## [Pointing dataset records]
--*--
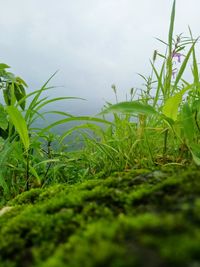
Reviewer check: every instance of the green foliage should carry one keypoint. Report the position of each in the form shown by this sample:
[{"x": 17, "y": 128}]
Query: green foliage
[{"x": 106, "y": 222}]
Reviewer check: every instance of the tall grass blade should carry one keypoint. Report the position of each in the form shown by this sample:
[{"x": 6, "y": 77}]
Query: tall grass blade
[{"x": 20, "y": 125}]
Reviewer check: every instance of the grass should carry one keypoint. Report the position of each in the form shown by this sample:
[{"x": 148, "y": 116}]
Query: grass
[{"x": 130, "y": 188}]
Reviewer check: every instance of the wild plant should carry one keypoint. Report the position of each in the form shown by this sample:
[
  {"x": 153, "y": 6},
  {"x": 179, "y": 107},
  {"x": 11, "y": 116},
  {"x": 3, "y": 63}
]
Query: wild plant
[{"x": 169, "y": 105}]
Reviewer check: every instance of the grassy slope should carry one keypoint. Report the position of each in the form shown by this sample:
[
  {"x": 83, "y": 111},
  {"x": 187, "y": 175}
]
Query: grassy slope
[{"x": 130, "y": 219}]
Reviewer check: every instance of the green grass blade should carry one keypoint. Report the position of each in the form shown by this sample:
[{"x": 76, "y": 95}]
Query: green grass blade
[
  {"x": 20, "y": 124},
  {"x": 132, "y": 107},
  {"x": 171, "y": 28},
  {"x": 183, "y": 66}
]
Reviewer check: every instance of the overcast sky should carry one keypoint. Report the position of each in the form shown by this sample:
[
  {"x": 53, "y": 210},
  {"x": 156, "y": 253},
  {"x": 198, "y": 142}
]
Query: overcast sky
[{"x": 93, "y": 43}]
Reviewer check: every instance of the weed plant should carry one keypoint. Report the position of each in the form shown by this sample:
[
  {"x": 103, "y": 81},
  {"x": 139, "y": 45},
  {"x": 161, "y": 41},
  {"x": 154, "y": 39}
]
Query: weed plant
[{"x": 158, "y": 126}]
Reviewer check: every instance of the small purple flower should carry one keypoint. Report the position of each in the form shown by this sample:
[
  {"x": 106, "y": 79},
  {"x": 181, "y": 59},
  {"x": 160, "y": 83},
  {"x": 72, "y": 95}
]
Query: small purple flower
[
  {"x": 178, "y": 56},
  {"x": 174, "y": 71}
]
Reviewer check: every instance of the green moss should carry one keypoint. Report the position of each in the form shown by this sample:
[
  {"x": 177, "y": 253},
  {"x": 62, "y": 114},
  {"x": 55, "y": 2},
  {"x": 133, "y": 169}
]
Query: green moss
[{"x": 128, "y": 219}]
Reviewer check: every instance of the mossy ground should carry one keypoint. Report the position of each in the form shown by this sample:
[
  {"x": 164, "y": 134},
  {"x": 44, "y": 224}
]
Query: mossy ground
[{"x": 138, "y": 218}]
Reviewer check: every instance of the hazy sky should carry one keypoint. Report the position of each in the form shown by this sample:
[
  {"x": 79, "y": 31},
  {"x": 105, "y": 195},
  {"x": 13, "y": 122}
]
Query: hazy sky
[{"x": 93, "y": 43}]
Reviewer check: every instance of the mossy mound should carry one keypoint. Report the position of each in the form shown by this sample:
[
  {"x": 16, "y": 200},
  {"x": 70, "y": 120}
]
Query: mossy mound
[{"x": 139, "y": 218}]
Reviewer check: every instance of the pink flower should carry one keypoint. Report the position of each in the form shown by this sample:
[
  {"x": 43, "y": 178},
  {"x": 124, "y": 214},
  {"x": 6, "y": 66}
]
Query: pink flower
[
  {"x": 178, "y": 56},
  {"x": 174, "y": 71}
]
--*--
## [What the exercise asks]
Repeat the material above in full and exactly, apart from the pictures.

## [Answer to the exercise]
Reviewer check: every instance of the green foliage should carry one keypoint. Report the position of each in the form shown by this sample:
[{"x": 17, "y": 128}]
Query: green foliage
[{"x": 106, "y": 222}]
Reviewer check: every instance of the tall grass blade should carry one keypoint. Report the position of each in the form shown by this sample:
[{"x": 6, "y": 77}]
Query: tall grass blade
[{"x": 20, "y": 125}]
Reviewer check: every instance of the grass should carry one keypoint. Report the position of each in the form shown by this sample:
[{"x": 148, "y": 116}]
Query: grass
[{"x": 130, "y": 188}]
Reviewer check: every instance of the wild plant should carry one keypoint. Report the position of each in the form shown by this sample:
[
  {"x": 153, "y": 6},
  {"x": 179, "y": 107},
  {"x": 11, "y": 116},
  {"x": 3, "y": 63}
]
Query: wild plant
[{"x": 169, "y": 105}]
Reviewer check: every instance of the grassy slope should carry one keypoint. Report the position of each in the form shown by this sample:
[
  {"x": 83, "y": 111},
  {"x": 187, "y": 175}
]
Query: grassy slope
[{"x": 130, "y": 219}]
Reviewer check: every instance of the green grass blade should carry one keypoint. Report the position of each in the form shown by this sample:
[{"x": 76, "y": 95}]
Query: green grass blade
[
  {"x": 20, "y": 124},
  {"x": 132, "y": 107},
  {"x": 171, "y": 28},
  {"x": 183, "y": 66}
]
Reviewer check: every instance of the overcast sky should carry one keypoint. Report the position of each in the form shown by this sample:
[
  {"x": 53, "y": 210},
  {"x": 156, "y": 253},
  {"x": 198, "y": 142}
]
Query: overcast sky
[{"x": 93, "y": 43}]
Reviewer check: every instance of the weed plant should carry one keypoint. Report the position of each in the form shown by this sample:
[
  {"x": 103, "y": 81},
  {"x": 139, "y": 45},
  {"x": 161, "y": 41},
  {"x": 154, "y": 39}
]
Query: weed plant
[{"x": 158, "y": 126}]
Reviewer check: every instance of the small purple flower should carry one keypoint. Report the position of each in the form shown by this sample:
[
  {"x": 106, "y": 79},
  {"x": 181, "y": 59},
  {"x": 160, "y": 83},
  {"x": 72, "y": 95}
]
Query: small purple flower
[
  {"x": 178, "y": 56},
  {"x": 174, "y": 71}
]
Reviewer check: every instance of the green moss should carry one keypoint. Report the position of each in the form shown by this sample:
[
  {"x": 177, "y": 253},
  {"x": 62, "y": 114},
  {"x": 55, "y": 2},
  {"x": 133, "y": 169}
]
Query: green moss
[{"x": 128, "y": 219}]
Reviewer check: every instance of the mossy ground should carry one keypoint. Report the position of each in the form shown by this sample:
[
  {"x": 164, "y": 134},
  {"x": 44, "y": 224}
]
Query: mossy ground
[{"x": 138, "y": 218}]
Reviewer check: every instance of the hazy sky should carry one keypoint. Report the position of each in the form shown by this sample:
[
  {"x": 79, "y": 31},
  {"x": 105, "y": 195},
  {"x": 13, "y": 122}
]
Query: hazy sky
[{"x": 93, "y": 43}]
Reviewer check: every instance of the mossy mound should carry one keypoint. Report the position of each in the form shown by this sample:
[
  {"x": 16, "y": 200},
  {"x": 70, "y": 120}
]
Query: mossy mound
[{"x": 139, "y": 218}]
Reviewer check: every instance of the pink flower should carry one keypoint. Report the position of each in the form shown by this sample:
[
  {"x": 43, "y": 178},
  {"x": 124, "y": 214},
  {"x": 6, "y": 66}
]
Query: pink flower
[
  {"x": 178, "y": 56},
  {"x": 174, "y": 71}
]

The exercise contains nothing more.